Énoncé A |
Dans le texte sur la maison Gosset, quel cépage a pris plus de place dans les assemblages ?
Énoncé B |
Donnez la suite du texte sur la maison Gosset à partir de sa dernière phrase.

Cet accueil correspond aussi au respect scrupuleux de l’ADN des marques et de leur écosystème, un processus bien compris chez les Cointreau. « L’une des règles chez Gosset, c’est de dire que c’est la cave qui commande. Et la cave, ça veut dire les approvisionnements, les cépages, la méthode d’élaboration et les dates de sortie. C’est fondamental. Par exemple, il y a eu chez nous une évolution vers plus de chardonnay dans les assemblages pour répondre à une certaine demande des consommateurs pour ce type de vins. Cela s’est fait naturellement, au fur et à mesure des années. Il faut être attentif aux consommateurs et aux approches que l’on cherche à avoir quant aux cuvées. On me reproche parfois d’avoir trop élargi la gamme. Sur le plan commercial, je l’accepte, mais nous sommes des artisans et ce que nous avons dans la cave doit dicter la création. »

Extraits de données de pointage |
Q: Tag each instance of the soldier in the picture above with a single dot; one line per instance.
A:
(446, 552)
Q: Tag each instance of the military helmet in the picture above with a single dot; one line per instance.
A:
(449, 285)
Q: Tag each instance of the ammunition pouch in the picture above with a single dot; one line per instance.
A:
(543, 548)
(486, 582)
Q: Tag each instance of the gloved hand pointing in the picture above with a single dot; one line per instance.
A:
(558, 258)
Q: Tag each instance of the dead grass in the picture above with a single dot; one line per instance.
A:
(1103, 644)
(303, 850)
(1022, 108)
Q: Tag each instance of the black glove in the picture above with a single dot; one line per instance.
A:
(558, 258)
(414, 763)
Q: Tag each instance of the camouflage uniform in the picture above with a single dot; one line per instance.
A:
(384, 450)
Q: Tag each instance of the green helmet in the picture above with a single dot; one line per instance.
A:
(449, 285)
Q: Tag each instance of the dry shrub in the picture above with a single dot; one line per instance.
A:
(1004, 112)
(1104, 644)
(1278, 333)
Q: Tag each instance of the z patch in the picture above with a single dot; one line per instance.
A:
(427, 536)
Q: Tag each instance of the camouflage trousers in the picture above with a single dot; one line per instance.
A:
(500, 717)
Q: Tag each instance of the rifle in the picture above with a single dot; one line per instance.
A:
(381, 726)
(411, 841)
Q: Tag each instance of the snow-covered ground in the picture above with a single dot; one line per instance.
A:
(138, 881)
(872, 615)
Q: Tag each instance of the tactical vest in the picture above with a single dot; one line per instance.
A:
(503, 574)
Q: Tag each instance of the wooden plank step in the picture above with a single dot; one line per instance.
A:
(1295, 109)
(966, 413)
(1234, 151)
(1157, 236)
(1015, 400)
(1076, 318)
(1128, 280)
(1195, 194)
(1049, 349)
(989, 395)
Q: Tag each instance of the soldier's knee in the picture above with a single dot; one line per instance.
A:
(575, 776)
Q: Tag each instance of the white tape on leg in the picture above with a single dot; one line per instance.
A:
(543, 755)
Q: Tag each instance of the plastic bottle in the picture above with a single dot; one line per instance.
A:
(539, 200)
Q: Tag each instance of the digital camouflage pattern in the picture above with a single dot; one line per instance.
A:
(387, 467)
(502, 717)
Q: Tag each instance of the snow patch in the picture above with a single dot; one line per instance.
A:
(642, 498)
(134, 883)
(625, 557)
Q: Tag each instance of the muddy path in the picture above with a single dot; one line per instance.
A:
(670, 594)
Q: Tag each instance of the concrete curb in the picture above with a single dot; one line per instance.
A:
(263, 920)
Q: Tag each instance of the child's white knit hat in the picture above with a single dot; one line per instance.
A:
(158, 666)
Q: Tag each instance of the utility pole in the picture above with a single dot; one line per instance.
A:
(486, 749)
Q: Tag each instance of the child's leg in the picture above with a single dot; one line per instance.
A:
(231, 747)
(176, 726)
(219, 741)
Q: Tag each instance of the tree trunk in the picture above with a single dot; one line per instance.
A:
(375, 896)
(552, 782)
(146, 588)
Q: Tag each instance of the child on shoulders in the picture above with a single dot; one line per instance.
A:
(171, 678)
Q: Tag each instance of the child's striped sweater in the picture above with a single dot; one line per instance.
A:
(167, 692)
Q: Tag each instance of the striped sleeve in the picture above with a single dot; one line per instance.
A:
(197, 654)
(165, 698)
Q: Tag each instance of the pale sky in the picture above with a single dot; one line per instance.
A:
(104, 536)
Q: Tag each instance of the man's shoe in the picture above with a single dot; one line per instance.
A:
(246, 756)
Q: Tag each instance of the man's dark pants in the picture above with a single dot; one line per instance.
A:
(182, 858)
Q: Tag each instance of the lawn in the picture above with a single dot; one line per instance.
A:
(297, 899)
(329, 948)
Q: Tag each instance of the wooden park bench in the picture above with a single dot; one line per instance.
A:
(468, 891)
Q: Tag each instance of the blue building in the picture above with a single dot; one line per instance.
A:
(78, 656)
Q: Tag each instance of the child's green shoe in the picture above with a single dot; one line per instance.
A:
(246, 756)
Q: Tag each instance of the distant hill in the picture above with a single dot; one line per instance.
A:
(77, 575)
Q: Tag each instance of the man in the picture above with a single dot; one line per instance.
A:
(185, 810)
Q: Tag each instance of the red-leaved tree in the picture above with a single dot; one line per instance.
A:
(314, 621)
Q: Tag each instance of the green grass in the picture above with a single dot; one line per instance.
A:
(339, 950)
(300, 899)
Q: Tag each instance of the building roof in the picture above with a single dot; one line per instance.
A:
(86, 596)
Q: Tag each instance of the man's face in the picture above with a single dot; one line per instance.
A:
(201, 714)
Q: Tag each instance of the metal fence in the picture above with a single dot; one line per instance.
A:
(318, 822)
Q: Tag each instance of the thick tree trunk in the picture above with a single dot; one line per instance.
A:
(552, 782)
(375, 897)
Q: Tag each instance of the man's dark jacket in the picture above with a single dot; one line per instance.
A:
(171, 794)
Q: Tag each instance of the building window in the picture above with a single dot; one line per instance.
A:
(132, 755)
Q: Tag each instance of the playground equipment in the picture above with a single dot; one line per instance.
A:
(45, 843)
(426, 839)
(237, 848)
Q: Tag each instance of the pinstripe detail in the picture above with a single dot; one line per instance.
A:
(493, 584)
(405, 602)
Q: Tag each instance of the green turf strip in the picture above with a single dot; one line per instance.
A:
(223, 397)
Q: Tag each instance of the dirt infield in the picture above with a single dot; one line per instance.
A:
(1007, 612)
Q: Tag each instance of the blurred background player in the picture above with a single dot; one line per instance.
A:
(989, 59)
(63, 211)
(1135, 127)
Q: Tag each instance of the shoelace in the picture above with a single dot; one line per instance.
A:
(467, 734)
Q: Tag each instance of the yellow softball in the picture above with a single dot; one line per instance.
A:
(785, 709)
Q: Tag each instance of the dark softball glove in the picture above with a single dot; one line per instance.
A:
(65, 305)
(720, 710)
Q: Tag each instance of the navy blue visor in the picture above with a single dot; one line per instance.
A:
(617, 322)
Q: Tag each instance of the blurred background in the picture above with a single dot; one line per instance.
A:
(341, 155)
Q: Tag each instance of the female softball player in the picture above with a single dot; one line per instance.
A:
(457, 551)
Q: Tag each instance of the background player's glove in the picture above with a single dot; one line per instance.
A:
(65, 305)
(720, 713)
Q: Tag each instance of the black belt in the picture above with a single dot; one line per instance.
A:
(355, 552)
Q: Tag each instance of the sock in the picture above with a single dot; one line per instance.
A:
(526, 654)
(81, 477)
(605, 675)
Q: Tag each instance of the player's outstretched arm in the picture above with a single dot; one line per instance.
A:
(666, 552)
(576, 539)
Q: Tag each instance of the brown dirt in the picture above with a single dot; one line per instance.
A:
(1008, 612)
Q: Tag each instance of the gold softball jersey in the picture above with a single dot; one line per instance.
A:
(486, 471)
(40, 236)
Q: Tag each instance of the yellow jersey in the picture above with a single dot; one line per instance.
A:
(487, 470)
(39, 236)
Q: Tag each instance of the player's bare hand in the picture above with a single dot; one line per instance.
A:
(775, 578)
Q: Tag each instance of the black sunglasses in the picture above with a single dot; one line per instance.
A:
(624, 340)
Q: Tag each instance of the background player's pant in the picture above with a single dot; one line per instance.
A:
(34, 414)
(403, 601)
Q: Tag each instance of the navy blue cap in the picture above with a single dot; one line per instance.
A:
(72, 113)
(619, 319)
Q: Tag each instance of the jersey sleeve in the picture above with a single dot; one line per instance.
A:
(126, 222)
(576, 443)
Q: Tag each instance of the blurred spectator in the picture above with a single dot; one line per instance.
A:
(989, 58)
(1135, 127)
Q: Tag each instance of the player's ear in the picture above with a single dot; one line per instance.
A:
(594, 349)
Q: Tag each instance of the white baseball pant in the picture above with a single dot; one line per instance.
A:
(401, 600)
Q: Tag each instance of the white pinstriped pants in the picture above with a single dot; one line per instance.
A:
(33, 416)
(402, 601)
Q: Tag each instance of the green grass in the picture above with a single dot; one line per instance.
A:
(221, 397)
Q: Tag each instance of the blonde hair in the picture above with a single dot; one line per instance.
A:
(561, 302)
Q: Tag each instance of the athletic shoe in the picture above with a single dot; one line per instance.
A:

Réponse A |
Le chardonnay.

Réponse B |
Alors qu’il dispose d’un important domaine familial à Cognac, Jean-Pierre Cointreau assume clairement le fait que Gosset ne possède que très peu de vignes. « La maison possède un demi-hectare de vignes. Gosset travaille avec le vignoble champenois dans son ensemble depuis les années 1950. Aujourd’hui, nous collaborons avec environ 160 familles de vignerons. En 1952, André Gosset, le grand-père d’Antoine, a séparé Gosset en deux sociétés, l’une viticole, l’autre de négoce. Certains membres de la famille Gosset nous livrent d’ailleurs des moûts ou des raisins. Ce partenariat entre la vigne et le négoce fonctionne ainsi depuis des années. Pourquoi changer ? Au regard du prix de l’hectare en Champagne, où est la motivation économique pour investir dans le foncier ? Je suis ravi de cet équilibre. En outre, quand on discute avec les vignerons, on apprend beaucoup de choses sur l’évolution de la Champagne, sur les enjeux en matière de RSE, de nouvelles pratiques environnementales, etc. Les vignerons sont des gens qui réfléchissent au quotidien à leur travail. Et ils nous donnent un avis objectif sur la façon dont ils veulent que le vignoble soit géré. »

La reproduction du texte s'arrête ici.